Directions:
1. Retype the stretch from "00:18 danvet has" through "in mesa CI?" in the #freedesktop chat log.
2. In two sentences, summarize the #freedesktop chat log.
3. Carry on the #freedesktop chat log past its final message.

Exercise passage:
※ ※ ※

#freedesktop on 2023-01-17 — irc logs at oftc.irclog.whitequark.org

2022-12-21 00:45 ChanServ changed the topic of #freedesktop to: https://www.freedesktop.org infrastructure and online services || for questions about freedesktop.org projects, please see each project's contact || for discussions about specifications, please use https://gitlab.freedesktop.org/xdg or xdg@lists.freedesktop.org

00:18 danvet has quit [Ping timeout: 480 seconds]

00:28 Haaninjo has quit [Quit: Ex-Chat]

01:40 agd5f_ has joined #freedesktop

01:46 agd5f has quit [Ping timeout: 480 seconds]

02:48 ximion has quit []

04:44 airlied has joined #freedesktop

04:44 <airlied> what is up with all the 503 ci-fairy errors in mesa CI?

※ ※ ※

Available data:
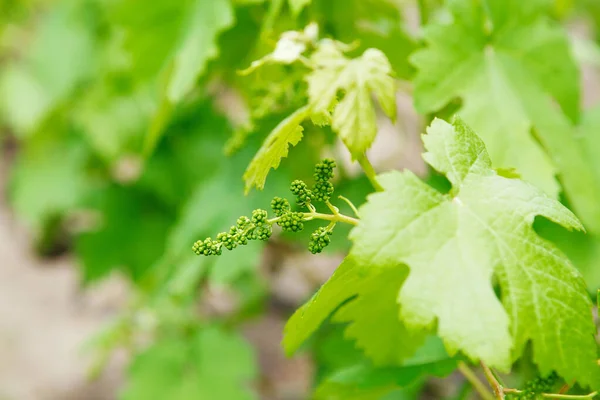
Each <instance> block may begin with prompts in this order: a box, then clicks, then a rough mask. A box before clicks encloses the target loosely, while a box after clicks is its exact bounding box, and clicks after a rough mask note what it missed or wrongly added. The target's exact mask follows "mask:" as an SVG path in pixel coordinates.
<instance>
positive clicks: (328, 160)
mask: <svg viewBox="0 0 600 400" xmlns="http://www.w3.org/2000/svg"><path fill="white" fill-rule="evenodd" d="M335 167H336V164H335V160H332V159H331V158H325V159H323V160H322V161H321V162H320V163H318V164H317V165H315V173H314V177H315V181H317V182H324V181H328V180H330V179H331V178H333V170H334V169H335Z"/></svg>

※ ※ ※

Answers by item number:
1.
00:18 danvet has quit [Ping timeout: 480 seconds]

00:28 Haaninjo has quit [Quit: Ex-Chat]

01:40 agd5f_ has joined #freedesktop

01:46 agd5f has quit [Ping timeout: 480 seconds]

02:48 ximion has quit []

04:44 airlied has joined #freedesktop

04:44 <airlied> what is up with all the 503 ci-fairy errors in mesa CI?

2. The 2023-01-17 log of the #freedesktop channel opens with a topic describing the channel as covering freedesktop.org infrastructure and online services, followed by several users quitting or joining. At 04:44 airlied joins and asks what is going on with all the 503 ci-fairy errors in mesa CI.

3.
04:45 <airlied> https://gitlab.freedesktop.org/mesa/mesa/-/jobs/34843794

04:45 damian has joined #freedesktop

04:47 <airlied> I've been trying to land that MR for a week and it has failed at least across 10 jobs every time

04:47 <airlied> in stuff unrelated to the cts being revved

05:01 Leopold_ has quit [Remote host closed the connection]

05:07 Leopold_ has joined #freedesktop

05:09 agd5f has joined #freedesktop

05:15 agd5f_ has quit [Ping timeout: 480 seconds]

06:27 itoral has joined #freedesktop

07:00 jarthur has quit [Quit: Textual IRC Client: www.textualapp.com]

07:30 alanc has quit [Remote host closed the connection]

07:31 alanc has joined #freedesktop

07:41 <bentiss> airlied: I can see that the radosgw that handles the file uploads is getting OOMKilled at roughly the time of the job (last was at Tue, 17 Jan 2023 05:34:33 +0100)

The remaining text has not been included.